* **EXERCISE OBJECTIVE**: Restate the following entries exactly, including every line.

*** Opening of MATERIAL TO PROCESS ***

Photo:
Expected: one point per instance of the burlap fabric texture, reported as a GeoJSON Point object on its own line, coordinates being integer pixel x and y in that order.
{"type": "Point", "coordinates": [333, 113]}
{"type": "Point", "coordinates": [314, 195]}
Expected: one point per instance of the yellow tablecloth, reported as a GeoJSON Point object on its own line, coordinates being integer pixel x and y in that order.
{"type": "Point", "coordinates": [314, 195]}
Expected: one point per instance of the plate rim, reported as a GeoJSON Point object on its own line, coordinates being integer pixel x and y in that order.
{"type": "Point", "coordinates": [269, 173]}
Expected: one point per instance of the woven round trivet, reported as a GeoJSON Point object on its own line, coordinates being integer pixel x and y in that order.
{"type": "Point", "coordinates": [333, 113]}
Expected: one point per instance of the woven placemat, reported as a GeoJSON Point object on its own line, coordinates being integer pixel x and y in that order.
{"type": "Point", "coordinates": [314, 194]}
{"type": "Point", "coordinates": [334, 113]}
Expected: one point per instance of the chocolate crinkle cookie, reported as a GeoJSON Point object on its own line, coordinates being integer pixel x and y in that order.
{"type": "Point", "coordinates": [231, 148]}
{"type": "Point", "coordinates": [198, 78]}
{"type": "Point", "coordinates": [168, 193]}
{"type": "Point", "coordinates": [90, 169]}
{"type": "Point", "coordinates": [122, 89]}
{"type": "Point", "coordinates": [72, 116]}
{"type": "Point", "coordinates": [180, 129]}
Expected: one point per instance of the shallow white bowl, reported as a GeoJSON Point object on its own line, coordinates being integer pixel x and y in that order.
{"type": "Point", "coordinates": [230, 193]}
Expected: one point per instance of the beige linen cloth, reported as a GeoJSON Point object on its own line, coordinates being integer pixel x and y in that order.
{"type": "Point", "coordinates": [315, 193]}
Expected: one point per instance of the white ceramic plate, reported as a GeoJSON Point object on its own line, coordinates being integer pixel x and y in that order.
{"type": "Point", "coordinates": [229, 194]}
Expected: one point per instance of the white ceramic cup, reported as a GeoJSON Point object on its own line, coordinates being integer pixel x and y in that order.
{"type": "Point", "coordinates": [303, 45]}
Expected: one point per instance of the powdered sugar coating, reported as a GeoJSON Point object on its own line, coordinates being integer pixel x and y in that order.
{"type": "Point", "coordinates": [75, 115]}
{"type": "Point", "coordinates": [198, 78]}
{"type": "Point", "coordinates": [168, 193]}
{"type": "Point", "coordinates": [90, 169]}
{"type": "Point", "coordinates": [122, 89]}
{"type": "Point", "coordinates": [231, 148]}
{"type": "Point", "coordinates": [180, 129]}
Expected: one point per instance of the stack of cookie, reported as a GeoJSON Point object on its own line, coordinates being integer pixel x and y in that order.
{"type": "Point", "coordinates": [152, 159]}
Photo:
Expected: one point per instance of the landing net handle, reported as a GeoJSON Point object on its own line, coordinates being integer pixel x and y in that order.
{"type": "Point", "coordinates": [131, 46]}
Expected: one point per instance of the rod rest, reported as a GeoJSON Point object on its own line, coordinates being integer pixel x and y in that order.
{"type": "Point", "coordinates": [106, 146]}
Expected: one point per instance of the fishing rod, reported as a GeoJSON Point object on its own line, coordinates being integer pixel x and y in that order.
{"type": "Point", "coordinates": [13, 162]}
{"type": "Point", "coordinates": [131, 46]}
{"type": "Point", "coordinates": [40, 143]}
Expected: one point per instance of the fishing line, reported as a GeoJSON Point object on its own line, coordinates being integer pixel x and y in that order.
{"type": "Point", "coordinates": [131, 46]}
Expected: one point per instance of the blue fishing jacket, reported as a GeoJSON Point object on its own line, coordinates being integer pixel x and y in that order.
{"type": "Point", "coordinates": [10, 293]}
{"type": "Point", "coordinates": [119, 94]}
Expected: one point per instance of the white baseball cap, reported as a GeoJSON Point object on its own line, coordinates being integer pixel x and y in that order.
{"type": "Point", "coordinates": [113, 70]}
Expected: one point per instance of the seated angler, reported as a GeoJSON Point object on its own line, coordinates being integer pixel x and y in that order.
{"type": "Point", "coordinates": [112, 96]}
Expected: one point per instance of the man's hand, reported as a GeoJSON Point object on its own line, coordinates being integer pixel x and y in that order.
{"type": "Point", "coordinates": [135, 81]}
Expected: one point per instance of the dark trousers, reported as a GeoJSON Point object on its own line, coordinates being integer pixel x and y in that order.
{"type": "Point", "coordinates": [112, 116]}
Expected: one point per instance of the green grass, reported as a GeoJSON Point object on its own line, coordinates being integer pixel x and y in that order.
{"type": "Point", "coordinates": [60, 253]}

*** Close of MATERIAL TO PROCESS ***

* **SOLUTION TO THE PROBLEM**:
Photo:
Expected: one point per instance of the burlap fabric texture, reported as a GeoJSON Point object on its own line, coordinates being integer pixel x and y in that order.
{"type": "Point", "coordinates": [333, 113]}
{"type": "Point", "coordinates": [314, 195]}
Expected: one point per instance of the yellow tablecloth, reported as a GeoJSON Point object on its own line, coordinates being integer pixel x and y in that order.
{"type": "Point", "coordinates": [314, 195]}
Expected: one point per instance of the plate rim, reported as a GeoJSON Point object on its own line, coordinates being integer pixel x and y in that order.
{"type": "Point", "coordinates": [269, 173]}
Expected: one point per instance of the woven round trivet, reported as a GeoJSON Point object on its own line, coordinates being integer pixel x and y in that order.
{"type": "Point", "coordinates": [333, 113]}
Expected: one point per instance of the woven placemat, reported as a GeoJSON Point object on its own line, coordinates being integer pixel x and y in that order.
{"type": "Point", "coordinates": [314, 194]}
{"type": "Point", "coordinates": [334, 113]}
Expected: one point per instance of the chocolate crinkle cookie, reported as a GeoJSON Point object on its own line, coordinates being integer pixel x and y in that order.
{"type": "Point", "coordinates": [231, 148]}
{"type": "Point", "coordinates": [198, 78]}
{"type": "Point", "coordinates": [168, 193]}
{"type": "Point", "coordinates": [90, 169]}
{"type": "Point", "coordinates": [122, 89]}
{"type": "Point", "coordinates": [72, 116]}
{"type": "Point", "coordinates": [180, 129]}
Expected: one point per instance of the shallow white bowl, reported as a GeoJSON Point object on its own line, coordinates being integer pixel x and y in that order.
{"type": "Point", "coordinates": [230, 193]}
Expected: one point per instance of the beige linen cloth, reported as a GeoJSON Point object on its own line, coordinates being integer pixel x and y in that order.
{"type": "Point", "coordinates": [315, 193]}
Expected: one point per instance of the white ceramic plate, reported as a GeoJSON Point object on its own line, coordinates being integer pixel x and y in that order.
{"type": "Point", "coordinates": [229, 194]}
Expected: one point per instance of the white ceramic cup, reported as a GeoJSON Point object on its own line, coordinates being integer pixel x and y in that order.
{"type": "Point", "coordinates": [303, 45]}
Expected: one point per instance of the powdered sugar coating, reported as a GeoJSON Point object on its own line, coordinates being integer pixel x and y in that order.
{"type": "Point", "coordinates": [75, 115]}
{"type": "Point", "coordinates": [198, 78]}
{"type": "Point", "coordinates": [168, 193]}
{"type": "Point", "coordinates": [90, 169]}
{"type": "Point", "coordinates": [122, 89]}
{"type": "Point", "coordinates": [231, 148]}
{"type": "Point", "coordinates": [180, 129]}
Expected: one point per instance of the stack of cookie, reported as a GeoJSON Point object on its own line, coordinates being integer pixel x and y in that order.
{"type": "Point", "coordinates": [152, 159]}
Photo:
Expected: one point per instance of the landing net handle, reported as a GeoJSON Point object on its own line, coordinates being integer pixel x and y in that order.
{"type": "Point", "coordinates": [131, 46]}
Expected: one point per instance of the rod rest, reported as a GeoJSON Point object on its own line, coordinates being integer pixel x and y in that order.
{"type": "Point", "coordinates": [106, 146]}
Expected: one point per instance of the fishing rod, reported as a GeoJSON Point object on its own line, coordinates being integer pixel x and y in that order.
{"type": "Point", "coordinates": [13, 162]}
{"type": "Point", "coordinates": [131, 46]}
{"type": "Point", "coordinates": [40, 143]}
Expected: one point per instance of the fishing line, reported as a GeoJSON Point object on its own line, coordinates being integer pixel x and y in that order.
{"type": "Point", "coordinates": [131, 46]}
Expected: one point per instance of the blue fishing jacket, reported as a GeoJSON Point object on its own line, coordinates being integer pixel x and y in that order.
{"type": "Point", "coordinates": [10, 293]}
{"type": "Point", "coordinates": [119, 94]}
Expected: one point per instance of the white baseball cap, reported as a GeoJSON Point object on its own line, coordinates being integer pixel x and y in that order.
{"type": "Point", "coordinates": [113, 70]}
Expected: one point per instance of the seated angler, reported as a GeoJSON Point object on its own line, coordinates being integer pixel x and y in that order.
{"type": "Point", "coordinates": [112, 96]}
Expected: one point per instance of the man's hand, reported as a GeoJSON Point object on its own line, coordinates being integer pixel x and y in that order.
{"type": "Point", "coordinates": [135, 81]}
Expected: one point per instance of the dark trousers, reported as a GeoJSON Point object on its own line, coordinates being integer pixel x and y in that order.
{"type": "Point", "coordinates": [112, 116]}
Expected: one point per instance of the green grass, reported as a GeoJSON Point object on its own line, coordinates being integer pixel x and y in that order.
{"type": "Point", "coordinates": [60, 253]}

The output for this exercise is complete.